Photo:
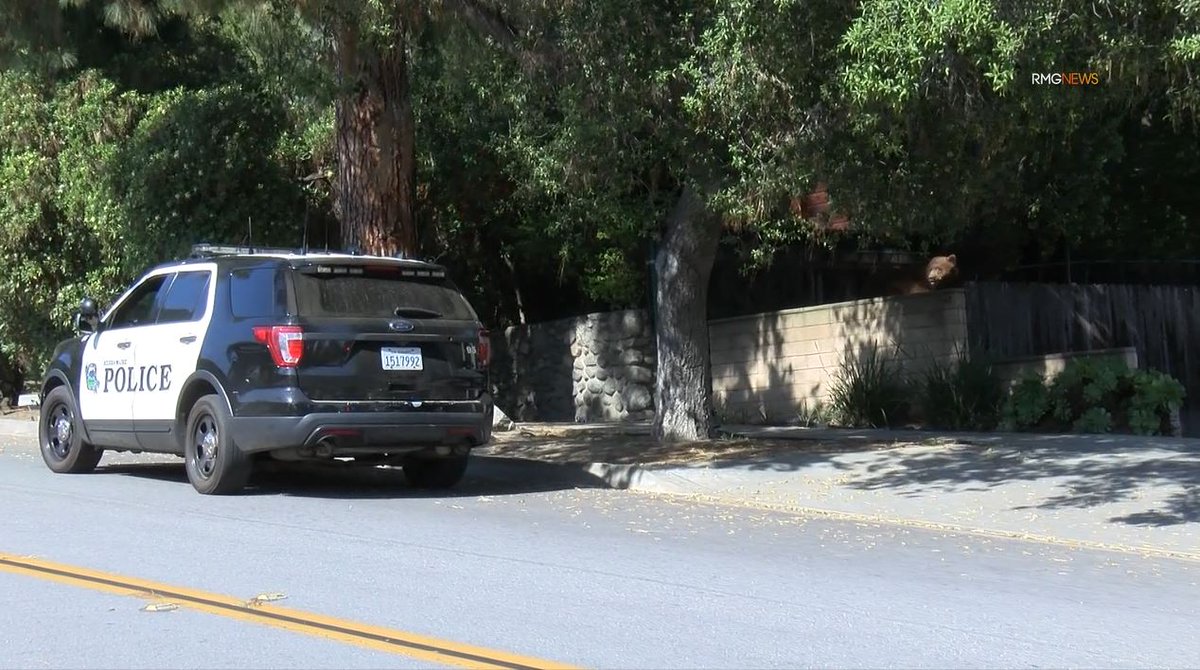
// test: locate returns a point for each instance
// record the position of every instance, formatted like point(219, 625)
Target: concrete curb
point(643, 479)
point(18, 428)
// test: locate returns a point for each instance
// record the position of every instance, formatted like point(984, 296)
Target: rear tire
point(215, 465)
point(435, 473)
point(60, 436)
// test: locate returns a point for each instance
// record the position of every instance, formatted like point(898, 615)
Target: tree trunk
point(376, 147)
point(684, 262)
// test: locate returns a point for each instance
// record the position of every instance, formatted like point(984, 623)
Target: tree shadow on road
point(485, 477)
point(1102, 472)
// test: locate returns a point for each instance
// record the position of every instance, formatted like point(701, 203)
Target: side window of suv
point(141, 306)
point(257, 292)
point(187, 298)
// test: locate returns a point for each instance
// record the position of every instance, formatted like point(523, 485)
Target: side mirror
point(88, 317)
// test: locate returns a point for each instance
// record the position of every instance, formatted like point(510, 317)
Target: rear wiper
point(417, 312)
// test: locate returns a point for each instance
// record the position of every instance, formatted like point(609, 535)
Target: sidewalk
point(1119, 491)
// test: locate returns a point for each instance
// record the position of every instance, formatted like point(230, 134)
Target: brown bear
point(941, 271)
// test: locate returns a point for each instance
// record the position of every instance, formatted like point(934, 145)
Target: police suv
point(237, 354)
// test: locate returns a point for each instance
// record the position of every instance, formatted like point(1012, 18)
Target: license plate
point(402, 358)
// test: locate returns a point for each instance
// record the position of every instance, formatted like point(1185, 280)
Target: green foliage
point(1093, 419)
point(1027, 404)
point(1156, 395)
point(870, 390)
point(1095, 395)
point(1085, 383)
point(965, 394)
point(96, 184)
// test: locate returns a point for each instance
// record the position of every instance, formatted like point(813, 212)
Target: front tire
point(61, 438)
point(435, 473)
point(215, 465)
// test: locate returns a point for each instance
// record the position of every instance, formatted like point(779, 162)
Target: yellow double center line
point(256, 611)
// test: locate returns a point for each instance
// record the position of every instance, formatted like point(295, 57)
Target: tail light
point(286, 342)
point(485, 350)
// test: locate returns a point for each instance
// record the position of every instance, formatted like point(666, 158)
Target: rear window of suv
point(379, 294)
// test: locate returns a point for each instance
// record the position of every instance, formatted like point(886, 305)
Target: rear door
point(385, 334)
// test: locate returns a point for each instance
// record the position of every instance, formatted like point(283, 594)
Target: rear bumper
point(366, 432)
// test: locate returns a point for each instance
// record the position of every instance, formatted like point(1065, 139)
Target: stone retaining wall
point(593, 368)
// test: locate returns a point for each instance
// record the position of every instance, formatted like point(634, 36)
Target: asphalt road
point(583, 576)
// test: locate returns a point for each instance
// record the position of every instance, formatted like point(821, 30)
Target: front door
point(169, 356)
point(106, 398)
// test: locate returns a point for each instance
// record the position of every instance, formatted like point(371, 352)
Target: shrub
point(1156, 396)
point(1027, 404)
point(869, 390)
point(1093, 419)
point(965, 394)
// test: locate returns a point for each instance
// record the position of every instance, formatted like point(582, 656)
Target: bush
point(870, 390)
point(1096, 396)
point(1027, 405)
point(965, 394)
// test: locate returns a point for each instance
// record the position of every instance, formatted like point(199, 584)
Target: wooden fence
point(1161, 322)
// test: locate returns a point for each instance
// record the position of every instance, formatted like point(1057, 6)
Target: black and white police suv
point(237, 354)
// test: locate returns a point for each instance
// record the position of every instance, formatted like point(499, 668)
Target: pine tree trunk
point(376, 148)
point(684, 262)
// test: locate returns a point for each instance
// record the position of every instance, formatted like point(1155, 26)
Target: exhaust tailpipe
point(324, 448)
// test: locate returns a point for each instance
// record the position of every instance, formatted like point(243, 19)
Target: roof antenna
point(304, 250)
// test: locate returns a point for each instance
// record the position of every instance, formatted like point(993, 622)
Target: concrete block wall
point(768, 366)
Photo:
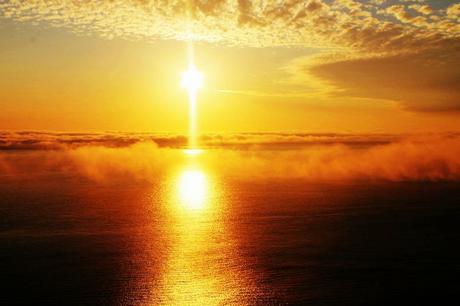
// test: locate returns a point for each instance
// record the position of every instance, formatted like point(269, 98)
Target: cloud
point(373, 33)
point(421, 81)
point(339, 157)
point(235, 22)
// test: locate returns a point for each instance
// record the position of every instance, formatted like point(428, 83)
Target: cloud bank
point(321, 157)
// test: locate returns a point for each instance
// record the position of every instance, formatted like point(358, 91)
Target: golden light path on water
point(203, 265)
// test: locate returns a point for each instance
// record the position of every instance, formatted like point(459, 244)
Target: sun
point(192, 79)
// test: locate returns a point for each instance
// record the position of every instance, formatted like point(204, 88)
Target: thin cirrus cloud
point(411, 47)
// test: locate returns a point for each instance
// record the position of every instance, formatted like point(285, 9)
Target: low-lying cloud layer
point(326, 157)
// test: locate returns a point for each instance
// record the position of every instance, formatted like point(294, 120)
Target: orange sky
point(317, 66)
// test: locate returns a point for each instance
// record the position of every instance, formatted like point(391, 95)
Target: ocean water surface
point(195, 236)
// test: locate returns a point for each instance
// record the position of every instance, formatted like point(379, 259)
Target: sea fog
point(251, 219)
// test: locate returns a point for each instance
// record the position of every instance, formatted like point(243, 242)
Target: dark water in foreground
point(194, 239)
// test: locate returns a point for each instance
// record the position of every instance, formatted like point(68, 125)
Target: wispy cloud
point(269, 155)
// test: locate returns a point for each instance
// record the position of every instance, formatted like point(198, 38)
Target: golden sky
point(318, 66)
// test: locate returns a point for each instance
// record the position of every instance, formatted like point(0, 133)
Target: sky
point(342, 66)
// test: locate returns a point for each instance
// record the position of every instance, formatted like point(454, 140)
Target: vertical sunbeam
point(192, 80)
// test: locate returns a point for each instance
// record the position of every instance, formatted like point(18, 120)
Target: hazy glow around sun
point(192, 79)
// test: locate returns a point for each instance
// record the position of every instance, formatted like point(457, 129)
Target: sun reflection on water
point(202, 266)
point(193, 189)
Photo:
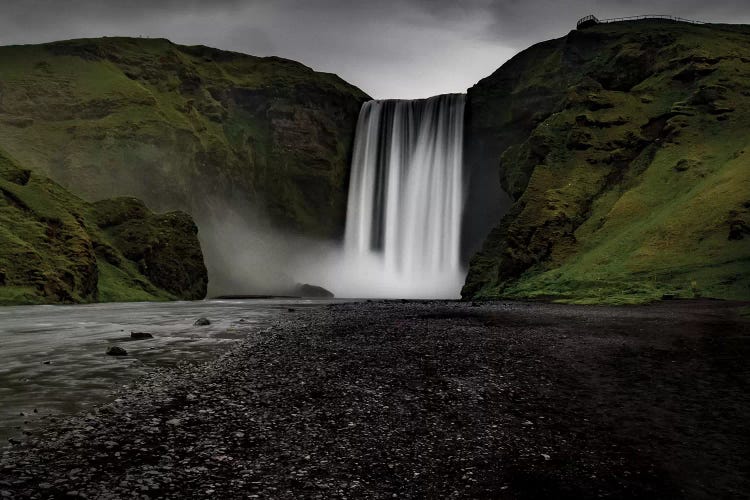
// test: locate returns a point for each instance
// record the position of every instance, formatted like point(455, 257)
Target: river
point(53, 359)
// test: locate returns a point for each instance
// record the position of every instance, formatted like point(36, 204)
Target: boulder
point(307, 290)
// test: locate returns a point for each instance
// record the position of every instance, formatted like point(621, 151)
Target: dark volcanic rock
point(306, 290)
point(392, 400)
point(116, 351)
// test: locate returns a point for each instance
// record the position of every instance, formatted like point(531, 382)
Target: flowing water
point(403, 224)
point(53, 361)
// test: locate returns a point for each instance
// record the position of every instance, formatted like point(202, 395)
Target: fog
point(245, 255)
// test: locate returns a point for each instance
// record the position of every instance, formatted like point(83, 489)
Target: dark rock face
point(165, 246)
point(307, 290)
point(609, 141)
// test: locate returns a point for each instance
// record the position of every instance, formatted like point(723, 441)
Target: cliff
point(189, 128)
point(57, 248)
point(625, 150)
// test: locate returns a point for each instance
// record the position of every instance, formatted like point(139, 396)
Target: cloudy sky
point(389, 48)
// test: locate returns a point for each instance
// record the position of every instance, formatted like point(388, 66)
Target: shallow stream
point(53, 359)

★ ★ ★ ★

### WHAT YOU HAVE TO DO
Using the material above, set down every line exactly, but skip the pictures.

### ANSWER TO THE EXERCISE
Photo:
// test: locate returns a point for each instance
// record the position of every instance, formatted like point(219, 625)
Target: concrete curb
point(643, 479)
point(18, 428)
// test: locate returns a point for each instance
// record the position of every instance, formatted like point(984, 296)
Target: rear tire
point(215, 465)
point(435, 473)
point(60, 436)
// test: locate returns a point for each instance
// record the position of every instance, formatted like point(898, 615)
Target: tree trunk
point(376, 147)
point(684, 262)
// test: locate returns a point for each instance
// record the position of every instance, formatted like point(984, 623)
Target: tree shadow on road
point(485, 477)
point(1102, 472)
// test: locate returns a point for each instance
// record the position of every instance, formatted like point(701, 203)
Target: side window of suv
point(141, 306)
point(257, 292)
point(187, 298)
// test: locate returns a point for each instance
// record the position of every instance, formatted like point(523, 485)
Target: side mirror
point(88, 317)
// test: locate returns a point for each instance
// record the position of every instance, formatted like point(510, 317)
Target: rear wiper
point(417, 312)
// test: locate returns a point for each instance
// record the position of every instance, formatted like point(609, 535)
Target: sidewalk
point(1119, 491)
// test: locate returns a point for each instance
// record the position of every instance, formatted like point(230, 134)
Target: brown bear
point(941, 271)
// test: locate returns a point for each instance
// record the position of every instance, formatted like point(934, 145)
Target: police suv
point(237, 354)
// test: locate returns a point for each instance
// record the position of every instance, formatted like point(1012, 18)
Target: license plate
point(402, 358)
// test: locate returns a point for each instance
// record the position of every instance, formatted like point(1185, 280)
Target: green foliage
point(1093, 419)
point(1027, 404)
point(1156, 395)
point(870, 390)
point(1095, 395)
point(1085, 383)
point(965, 394)
point(96, 184)
// test: locate returns a point for each instance
// record the position of every instance, formatted like point(813, 212)
Target: front tire
point(61, 438)
point(435, 473)
point(215, 465)
// test: locate returns a point for each instance
// record the position of every instance, formatted like point(779, 162)
Target: yellow double center line
point(256, 611)
// test: locate returns a point for each instance
// record the position of every instance, formatted like point(295, 57)
Target: tail light
point(286, 342)
point(485, 350)
// test: locate returns a point for each instance
// record the position of every instance, formatted like point(666, 158)
Target: rear window of suv
point(379, 294)
// test: locate returns a point for each instance
// record the position of every instance, formatted like point(886, 305)
Target: rear door
point(385, 334)
// test: locate returns a point for each instance
// record the position of every instance, formatted like point(283, 594)
Target: rear bumper
point(366, 432)
// test: locate returns a point for each instance
// record the position of every instance, formatted like point(1065, 139)
Target: stone retaining wall
point(593, 368)
// test: locate returns a point for each instance
// record the position of every instance, formatted like point(634, 36)
Target: asphalt road
point(583, 576)
// test: locate returns a point for each instance
// record the position of every instance, formatted like point(821, 30)
Target: front door
point(169, 356)
point(106, 398)
// test: locate returns a point for each instance
// record the position of every instance, formatted like point(371, 352)
Target: shrub
point(1156, 396)
point(1027, 404)
point(869, 390)
point(1093, 419)
point(965, 394)
// test: locate returns a point for each instance
// record the position of every instance, formatted like point(582, 656)
Target: bush
point(870, 390)
point(1096, 396)
point(1027, 405)
point(965, 394)
// test: locate returns a point for each instance
// record the position of every instance, formatted like point(199, 584)
Target: wooden fence
point(1161, 322)
// test: locate returns a point for each instance
// record the position of every instance, formatted like point(1057, 6)
Target: black and white police suv
point(237, 354)
// test: locate returns a point for each instance
// record the position of every instance, formatted like point(499, 668)
Target: pine tree trunk
point(376, 148)
point(684, 262)
// test: locate returns a point for each instance
// record the position of every instance, formatted like point(1155, 26)
Target: exhaust tailpipe
point(324, 448)
// test: locate returns a point for each instance
// record the position of every instance, formatted like point(243, 19)
Target: roof antenna
point(304, 250)
// test: locate returns a point for each instance
// record the position of every instance, formatted like point(993, 622)
Target: concrete block wall
point(768, 366)
Photo:
// test: locate returns a point for each instance
// record the position of every instance, formatted like point(269, 98)
Target: cloud
point(373, 33)
point(421, 81)
point(339, 157)
point(235, 22)
// test: locate returns a point for each instance
// record the position of every instance, formatted like point(428, 83)
Target: cloud bank
point(321, 157)
// test: locate returns a point for each instance
// record the position of every instance, formatted like point(358, 91)
Target: golden light path on water
point(203, 265)
// test: locate returns a point for each instance
// record the position of every instance, formatted like point(459, 244)
Target: sun
point(192, 79)
// test: locate returns a point for each instance
// record the position of every instance, formatted like point(204, 88)
Target: thin cirrus cloud
point(411, 47)
// test: locate returns a point for each instance
// record the position of every instance, formatted like point(285, 9)
Target: low-lying cloud layer
point(326, 157)
// test: locate returns a point for each instance
// record the position of every instance, formatted like point(294, 120)
Target: orange sky
point(317, 66)
// test: locate returns a point for each instance
// record the position of every instance, formatted like point(391, 95)
Target: ocean water surface
point(195, 236)
// test: locate returns a point for each instance
// record the position of every instance, formatted like point(379, 259)
Target: sea fog
point(251, 219)
// test: locate returns a point for each instance
// record the position of every instance, formatted like point(243, 242)
Target: dark water in foreground
point(194, 239)
// test: locate returns a point for each instance
// record the position of every instance, formatted like point(68, 125)
Target: wispy cloud
point(269, 155)
// test: locate returns a point for each instance
// record the position of every instance, formatted like point(198, 38)
Target: golden sky
point(318, 66)
// test: locate returns a point for each instance
// record the position of every instance, formatted like point(0, 133)
Target: sky
point(342, 66)
// test: locate returns a point for each instance
// record the position of every instance, formatted like point(454, 140)
Target: vertical sunbeam
point(192, 80)
// test: locate returns a point for each instance
// record the position of every instance, formatted like point(18, 120)
Target: hazy glow around sun
point(192, 79)
// test: locate returns a point for each instance
// record the position of every instance, formatted like point(457, 129)
Target: sun reflection on water
point(202, 266)
point(193, 189)
Photo:
// test: locate returns a point for each instance
// record the position of every instance, formatted like point(455, 257)
Target: river
point(53, 359)
// test: locate returns a point for each instance
// record the position of every instance, formatted like point(36, 204)
Target: boulder
point(307, 290)
// test: locate returns a point for each instance
// record the position of every instance, formatted like point(621, 151)
Target: dark volcanic rock
point(306, 290)
point(392, 400)
point(116, 351)
// test: locate returns a point for each instance
// record the position of every instance, formatted like point(531, 382)
Target: flowing water
point(403, 224)
point(53, 361)
// test: locate returns a point for each instance
// record the position of every instance, formatted like point(202, 395)
Target: fog
point(245, 255)
// test: locate returns a point for each instance
// record the position of every instance, formatted like point(83, 489)
Target: dark rock face
point(165, 246)
point(307, 290)
point(609, 141)
// test: locate returns a point for each instance
// record the position of every instance, formatted like point(723, 441)
Target: cliff
point(189, 128)
point(57, 248)
point(625, 150)
// test: locate returns a point for each instance
// record the position of every instance, formatted like point(139, 396)
Target: cloudy sky
point(389, 48)
// test: locate returns a point for each instance
// record the position of every instance, formatted like point(388, 66)
Target: shallow stream
point(53, 359)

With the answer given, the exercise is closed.